Extract provided START
The Budget process has been labelled a ‘relic of the colonial age’ and Treasury’s powers have been likened to that of a dictator by the Speaker of the House of Keys.
Juan Watterson SHK, said there is an ‘unnecessary culture of secrecy’ within the system and criticised the inability of Tynwald to amend any of the Budget.
Looking at the Covid pandemic, Mr Watterson said that the island’s unemployment rate was ‘comparable to the financial crisis post 2008’ but said there was ‘a far greater need to get money into the pockets of real people, whose daily livelihood vanished before their eyes when our people had to lockdown’.
Mr Watterson criticised a lack of spending on mental health after an alarming number of suicides being recorded on the island over the past year, the lack of efficiencies being made across the gov, and the looming pension funding crisis.
He said that ‘gross pension costs have fallen from an estimated £128m for the current year to just £112m’.
Extract provided END
Input data START
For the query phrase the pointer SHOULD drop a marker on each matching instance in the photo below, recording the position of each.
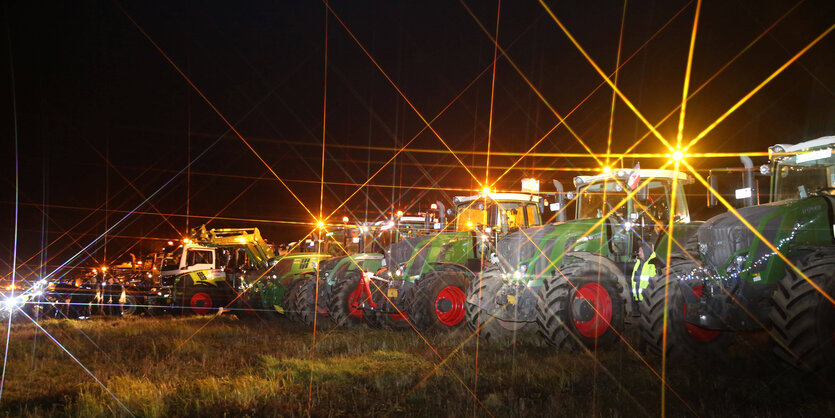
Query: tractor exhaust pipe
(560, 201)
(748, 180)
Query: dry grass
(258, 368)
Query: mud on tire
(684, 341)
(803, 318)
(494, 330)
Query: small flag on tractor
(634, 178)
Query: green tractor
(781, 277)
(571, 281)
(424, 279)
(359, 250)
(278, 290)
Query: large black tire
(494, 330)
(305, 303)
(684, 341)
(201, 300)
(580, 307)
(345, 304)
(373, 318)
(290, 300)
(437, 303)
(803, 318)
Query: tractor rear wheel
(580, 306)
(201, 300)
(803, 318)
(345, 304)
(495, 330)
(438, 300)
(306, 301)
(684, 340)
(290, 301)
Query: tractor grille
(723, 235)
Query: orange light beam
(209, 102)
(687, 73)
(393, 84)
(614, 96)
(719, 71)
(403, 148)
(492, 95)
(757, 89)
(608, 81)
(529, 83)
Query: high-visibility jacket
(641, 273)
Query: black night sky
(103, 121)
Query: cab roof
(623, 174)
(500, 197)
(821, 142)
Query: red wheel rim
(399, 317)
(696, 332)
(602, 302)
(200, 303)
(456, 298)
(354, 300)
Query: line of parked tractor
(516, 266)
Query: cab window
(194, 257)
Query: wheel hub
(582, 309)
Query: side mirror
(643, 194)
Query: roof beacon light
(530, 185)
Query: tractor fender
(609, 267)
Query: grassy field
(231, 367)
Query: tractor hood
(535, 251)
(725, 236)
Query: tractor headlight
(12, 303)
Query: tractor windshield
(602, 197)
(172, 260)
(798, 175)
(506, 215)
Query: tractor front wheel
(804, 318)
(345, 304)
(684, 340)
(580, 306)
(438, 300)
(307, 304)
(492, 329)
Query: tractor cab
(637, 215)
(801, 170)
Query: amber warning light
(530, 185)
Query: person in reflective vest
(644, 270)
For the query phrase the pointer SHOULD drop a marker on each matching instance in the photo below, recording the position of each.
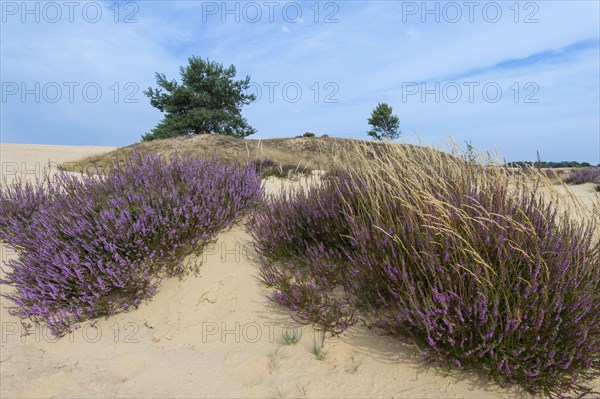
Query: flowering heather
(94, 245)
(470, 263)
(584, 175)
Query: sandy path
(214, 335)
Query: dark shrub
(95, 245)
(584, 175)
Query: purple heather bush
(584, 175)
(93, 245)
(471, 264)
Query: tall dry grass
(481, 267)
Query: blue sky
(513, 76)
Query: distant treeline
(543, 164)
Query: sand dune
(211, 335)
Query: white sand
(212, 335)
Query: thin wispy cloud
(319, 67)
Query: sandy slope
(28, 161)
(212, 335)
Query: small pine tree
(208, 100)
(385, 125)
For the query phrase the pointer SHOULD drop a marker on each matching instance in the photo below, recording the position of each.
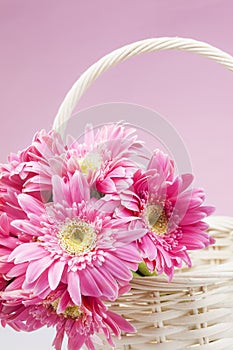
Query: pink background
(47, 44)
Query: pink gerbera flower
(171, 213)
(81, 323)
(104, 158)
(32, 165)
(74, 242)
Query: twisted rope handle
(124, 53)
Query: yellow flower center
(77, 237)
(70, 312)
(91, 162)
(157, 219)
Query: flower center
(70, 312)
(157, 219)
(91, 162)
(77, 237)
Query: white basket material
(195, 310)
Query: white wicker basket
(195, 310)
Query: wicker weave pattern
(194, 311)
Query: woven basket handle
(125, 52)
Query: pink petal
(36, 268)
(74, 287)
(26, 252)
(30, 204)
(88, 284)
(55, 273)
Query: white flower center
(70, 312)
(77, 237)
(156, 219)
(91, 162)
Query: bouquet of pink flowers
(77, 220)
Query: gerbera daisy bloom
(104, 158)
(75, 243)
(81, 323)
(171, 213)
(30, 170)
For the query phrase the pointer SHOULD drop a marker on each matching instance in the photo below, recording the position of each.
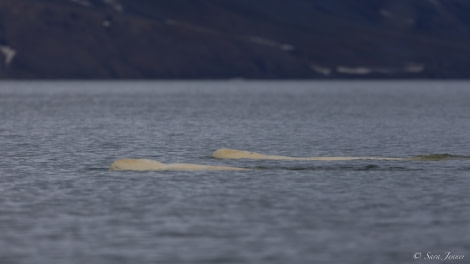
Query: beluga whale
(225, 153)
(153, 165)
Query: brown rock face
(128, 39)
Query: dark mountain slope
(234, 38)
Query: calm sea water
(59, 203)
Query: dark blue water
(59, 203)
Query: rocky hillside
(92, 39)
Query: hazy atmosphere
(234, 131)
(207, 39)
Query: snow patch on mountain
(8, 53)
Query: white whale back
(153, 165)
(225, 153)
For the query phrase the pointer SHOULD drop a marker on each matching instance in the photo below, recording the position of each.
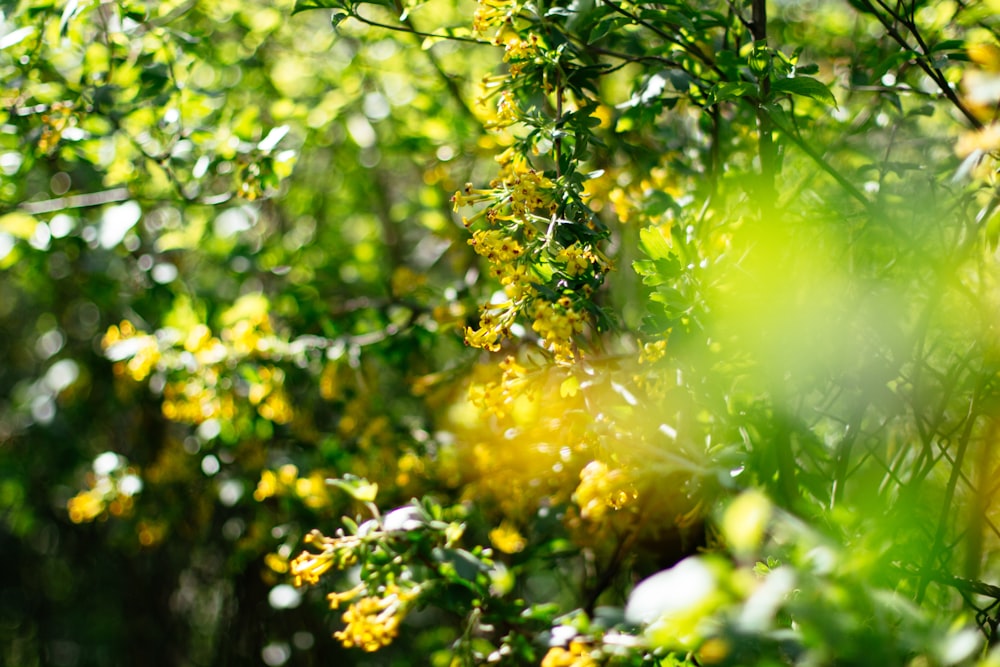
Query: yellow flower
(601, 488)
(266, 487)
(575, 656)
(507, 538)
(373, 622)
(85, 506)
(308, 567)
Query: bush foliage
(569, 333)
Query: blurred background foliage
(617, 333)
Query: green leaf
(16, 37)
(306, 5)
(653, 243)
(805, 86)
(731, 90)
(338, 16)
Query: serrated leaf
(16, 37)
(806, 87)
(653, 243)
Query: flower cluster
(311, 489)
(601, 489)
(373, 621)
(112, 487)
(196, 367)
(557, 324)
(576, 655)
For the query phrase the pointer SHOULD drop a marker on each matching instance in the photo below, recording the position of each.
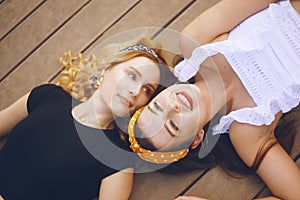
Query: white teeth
Input data END
Input data START
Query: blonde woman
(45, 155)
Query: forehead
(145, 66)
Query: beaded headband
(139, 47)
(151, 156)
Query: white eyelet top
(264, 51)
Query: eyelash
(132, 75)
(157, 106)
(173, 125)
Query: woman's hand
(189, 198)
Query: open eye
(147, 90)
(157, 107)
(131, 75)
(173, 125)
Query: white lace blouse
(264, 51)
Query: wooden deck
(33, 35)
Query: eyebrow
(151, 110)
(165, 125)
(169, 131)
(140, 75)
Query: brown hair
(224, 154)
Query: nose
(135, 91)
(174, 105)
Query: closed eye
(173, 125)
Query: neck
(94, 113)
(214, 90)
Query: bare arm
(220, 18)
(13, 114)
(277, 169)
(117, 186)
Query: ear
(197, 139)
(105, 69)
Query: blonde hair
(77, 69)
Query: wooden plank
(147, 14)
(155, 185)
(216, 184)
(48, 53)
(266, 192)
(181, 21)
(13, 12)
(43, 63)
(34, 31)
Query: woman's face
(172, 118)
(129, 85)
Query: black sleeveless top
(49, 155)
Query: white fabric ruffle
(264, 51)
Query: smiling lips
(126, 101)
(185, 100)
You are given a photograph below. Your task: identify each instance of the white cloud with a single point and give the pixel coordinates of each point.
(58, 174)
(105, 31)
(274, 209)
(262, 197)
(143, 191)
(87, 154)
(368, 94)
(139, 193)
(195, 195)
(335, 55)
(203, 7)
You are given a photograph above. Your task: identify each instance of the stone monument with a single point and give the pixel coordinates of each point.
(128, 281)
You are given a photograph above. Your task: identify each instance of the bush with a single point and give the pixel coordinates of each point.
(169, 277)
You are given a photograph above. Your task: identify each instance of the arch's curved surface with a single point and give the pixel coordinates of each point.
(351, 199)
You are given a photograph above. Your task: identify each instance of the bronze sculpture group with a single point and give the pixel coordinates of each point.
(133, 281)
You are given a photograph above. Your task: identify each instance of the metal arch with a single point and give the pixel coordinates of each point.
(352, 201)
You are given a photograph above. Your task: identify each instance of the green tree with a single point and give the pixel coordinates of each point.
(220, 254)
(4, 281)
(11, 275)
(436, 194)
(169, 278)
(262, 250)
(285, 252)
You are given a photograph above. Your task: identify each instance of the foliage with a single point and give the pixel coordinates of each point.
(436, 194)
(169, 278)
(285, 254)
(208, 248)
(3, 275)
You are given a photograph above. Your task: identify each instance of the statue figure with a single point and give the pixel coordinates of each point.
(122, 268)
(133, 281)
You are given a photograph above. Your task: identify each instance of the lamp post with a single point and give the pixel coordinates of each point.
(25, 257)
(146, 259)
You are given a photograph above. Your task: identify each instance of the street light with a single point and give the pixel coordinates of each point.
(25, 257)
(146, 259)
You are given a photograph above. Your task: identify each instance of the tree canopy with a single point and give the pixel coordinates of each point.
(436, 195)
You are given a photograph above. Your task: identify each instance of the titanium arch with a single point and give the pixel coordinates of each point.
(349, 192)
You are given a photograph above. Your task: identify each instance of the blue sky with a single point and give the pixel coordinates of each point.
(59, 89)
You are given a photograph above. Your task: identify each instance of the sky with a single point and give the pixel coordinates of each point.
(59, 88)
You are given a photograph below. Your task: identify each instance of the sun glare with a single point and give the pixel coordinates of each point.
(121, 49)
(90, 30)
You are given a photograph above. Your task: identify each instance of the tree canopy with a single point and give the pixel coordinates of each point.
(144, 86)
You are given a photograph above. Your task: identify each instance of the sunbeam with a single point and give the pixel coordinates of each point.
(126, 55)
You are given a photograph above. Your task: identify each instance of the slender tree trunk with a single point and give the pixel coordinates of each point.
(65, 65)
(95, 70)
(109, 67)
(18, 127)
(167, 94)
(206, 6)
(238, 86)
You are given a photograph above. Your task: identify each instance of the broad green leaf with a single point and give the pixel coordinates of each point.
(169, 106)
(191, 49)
Input data END
Input data START
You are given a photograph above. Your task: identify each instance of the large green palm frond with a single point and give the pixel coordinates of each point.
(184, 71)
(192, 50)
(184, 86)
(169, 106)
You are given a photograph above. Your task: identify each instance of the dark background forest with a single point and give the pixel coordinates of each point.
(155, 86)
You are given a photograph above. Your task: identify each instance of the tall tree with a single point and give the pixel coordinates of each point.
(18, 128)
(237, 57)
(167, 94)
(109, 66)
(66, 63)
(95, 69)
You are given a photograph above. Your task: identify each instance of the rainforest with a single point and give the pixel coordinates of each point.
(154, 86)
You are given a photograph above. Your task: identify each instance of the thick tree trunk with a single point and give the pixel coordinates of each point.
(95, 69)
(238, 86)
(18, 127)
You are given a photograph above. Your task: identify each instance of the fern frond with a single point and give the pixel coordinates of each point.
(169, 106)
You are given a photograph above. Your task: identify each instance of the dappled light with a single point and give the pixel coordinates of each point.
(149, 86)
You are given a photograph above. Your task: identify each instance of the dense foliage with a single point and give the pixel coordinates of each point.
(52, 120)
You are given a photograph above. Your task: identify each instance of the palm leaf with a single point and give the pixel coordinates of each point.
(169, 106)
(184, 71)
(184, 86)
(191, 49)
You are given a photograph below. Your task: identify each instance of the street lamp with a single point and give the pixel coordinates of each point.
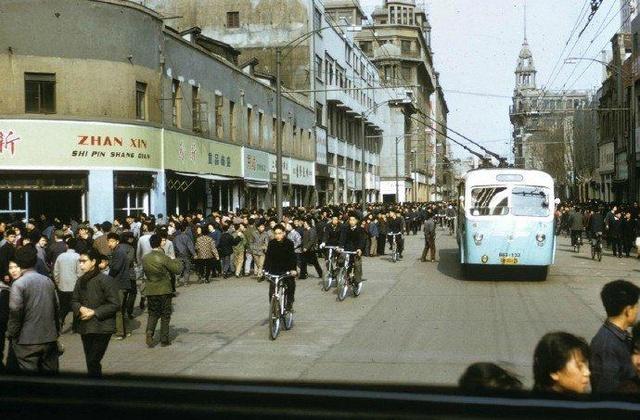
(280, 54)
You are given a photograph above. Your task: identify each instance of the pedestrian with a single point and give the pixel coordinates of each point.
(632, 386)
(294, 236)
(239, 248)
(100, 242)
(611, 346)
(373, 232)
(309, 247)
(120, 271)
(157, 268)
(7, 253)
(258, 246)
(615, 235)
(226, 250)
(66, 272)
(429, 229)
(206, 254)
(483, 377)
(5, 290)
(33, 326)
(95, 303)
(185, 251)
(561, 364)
Input data END
■ Study questions ■
a – In the article on the Budget process, what does Juan Watterson say the island's unemployment rate was comparable to?
b – List everything that the article on the Budget process says Mr Watterson criticised.
c – Return the passage of the article on the Budget process from "Juan Watterson SHK, said" to "of the Budget.", copied word for word.
The entries play no part in what is asked here.

■ Results for the exercise ■
a – The financial crisis post 2008.

b –
- The inability of Tynwald to amend any of the Budget
- A lack of spending on mental health
- The lack of efficiencies being made across the government
- The looming pension funding crisis

c –
Juan Watterson SHK, said there is an ‘unnecessary culture of secrecy’ within the system and criticised the inability of Tynwald to amend any of the Budget.